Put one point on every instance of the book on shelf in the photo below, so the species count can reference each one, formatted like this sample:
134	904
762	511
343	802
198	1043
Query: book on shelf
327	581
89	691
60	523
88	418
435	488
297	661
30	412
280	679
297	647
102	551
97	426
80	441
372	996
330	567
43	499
+---+
Return every entry above with nothing altered.

- **Completed task**
Put one point on every instance of the book on shelf in the photo below, so the species count can reference each one, formatted like this sample:
134	904
762	511
343	802
198	1043
Query: book on shelf
327	581
89	691
60	523
88	418
435	488
297	661
30	412
280	679
297	647
102	551
97	426
80	441
372	996
330	567
43	499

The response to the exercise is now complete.